TASK INSTRUCTIONS -> Copy out the material below in full, but not its images.

SUPPLIED RECORDS ->

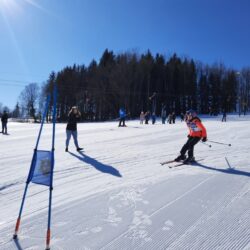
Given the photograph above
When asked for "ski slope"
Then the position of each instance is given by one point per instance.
(116, 195)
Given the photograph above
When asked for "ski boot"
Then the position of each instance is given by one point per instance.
(180, 158)
(189, 160)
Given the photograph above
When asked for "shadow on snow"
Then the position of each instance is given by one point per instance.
(97, 165)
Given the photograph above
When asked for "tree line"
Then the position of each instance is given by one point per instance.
(129, 79)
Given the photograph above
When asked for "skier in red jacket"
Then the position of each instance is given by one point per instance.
(196, 132)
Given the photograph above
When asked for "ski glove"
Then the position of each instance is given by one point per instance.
(204, 139)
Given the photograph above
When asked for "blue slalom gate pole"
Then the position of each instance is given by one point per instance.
(52, 168)
(18, 222)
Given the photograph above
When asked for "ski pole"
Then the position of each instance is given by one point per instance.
(209, 145)
(221, 143)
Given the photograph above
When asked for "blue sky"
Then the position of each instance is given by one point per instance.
(38, 36)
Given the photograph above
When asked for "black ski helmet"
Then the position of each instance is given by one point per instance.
(191, 112)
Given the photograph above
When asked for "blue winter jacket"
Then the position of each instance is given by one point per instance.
(122, 113)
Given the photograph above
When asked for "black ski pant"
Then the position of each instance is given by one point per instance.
(4, 127)
(122, 122)
(189, 146)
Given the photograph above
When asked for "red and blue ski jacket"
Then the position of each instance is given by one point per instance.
(196, 128)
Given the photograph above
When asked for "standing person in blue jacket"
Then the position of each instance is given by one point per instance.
(122, 115)
(4, 121)
(71, 129)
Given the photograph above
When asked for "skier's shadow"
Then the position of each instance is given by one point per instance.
(18, 246)
(97, 165)
(225, 171)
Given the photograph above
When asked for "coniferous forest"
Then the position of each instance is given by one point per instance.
(128, 80)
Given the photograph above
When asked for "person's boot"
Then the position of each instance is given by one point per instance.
(190, 159)
(180, 158)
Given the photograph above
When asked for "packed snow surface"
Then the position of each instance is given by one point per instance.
(116, 195)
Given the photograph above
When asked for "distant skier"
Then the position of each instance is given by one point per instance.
(196, 132)
(71, 129)
(153, 118)
(147, 117)
(170, 118)
(122, 115)
(153, 100)
(173, 117)
(142, 117)
(182, 117)
(224, 117)
(163, 115)
(4, 121)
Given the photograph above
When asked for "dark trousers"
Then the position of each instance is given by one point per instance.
(189, 146)
(122, 122)
(4, 127)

RESPONSE TO THE EXERCISE ->
Given the photograph above
When asked for "ski slope"
Then the position of each instance is given by one point per instance.
(116, 195)
Given the photograph above
When asked for "ski boot"
Then the position of each instance is given by one point per instance.
(180, 158)
(189, 160)
Given the photograph above
When asked for "shadow on snow"
Then the position of each instance is given by one point per instance.
(97, 165)
Given the photograph above
When asked for "tree line"
Then the position of each instance is given by one point per instance.
(129, 79)
Given the photograph above
When asked for "skier in red jacket"
Then the position of each instance is given by one point per instance.
(196, 132)
Given the photograph above
When asked for "ski glove"
Then the position of each instance is given by one point per instance.
(204, 139)
Given the photograph above
When asked for "blue slalom gate pole"
Then the position of each instance is given by one point per instance.
(52, 168)
(18, 222)
Given the photograph above
When asked for "ski pole"
Then the position of each instance is given by one point per instance.
(209, 145)
(221, 143)
Given the photograph above
When asked for "blue sky"
Then the position of each instance is given by one point per instance.
(38, 36)
Given the photograph above
When asked for "black ski helmet"
Then the position of each instance is given by one point per instance.
(191, 112)
Given the photograph above
When asked for "blue winter jacket"
Then the position of each instance is given by one point per instance.
(122, 113)
Given the photograph above
When asked for "black ski pant"
Then the position of each instance is given by one point per instance.
(4, 127)
(122, 122)
(189, 146)
Given the photograph above
When asked for "red and blue ski jacket"
Then the position of each instance is given by one point per instance.
(196, 128)
Given the photograph above
When asked for "standing person in blue jacket"
Then the position of each instance is given by one point per instance.
(122, 115)
(4, 121)
(71, 129)
Given the photograph above
When asked for "skier's shadow"
Then the position of each instance is given by one point per instance.
(18, 246)
(97, 165)
(225, 171)
Given the photograph above
When asked for "coniferous forest"
Then the position of each instance is given by one point per instance.
(128, 80)
Given the photograph above
When asked for "person's boot"
Then the position of each instance is given by one point per instance.
(190, 159)
(180, 158)
Given the photograph above
When asked for "packed snow surface"
Then the position of each instance is given by one point per instance.
(116, 195)
Given the photograph above
When asked for "distant skier"
Then the position of each instance is given by one point per instance.
(196, 132)
(71, 129)
(153, 118)
(147, 117)
(170, 118)
(122, 115)
(153, 100)
(173, 117)
(142, 117)
(182, 117)
(224, 117)
(163, 115)
(4, 121)
Given the photograph above
When asked for "dark trousers"
Then the position of each instance is given by one point per instance.
(189, 146)
(122, 122)
(4, 127)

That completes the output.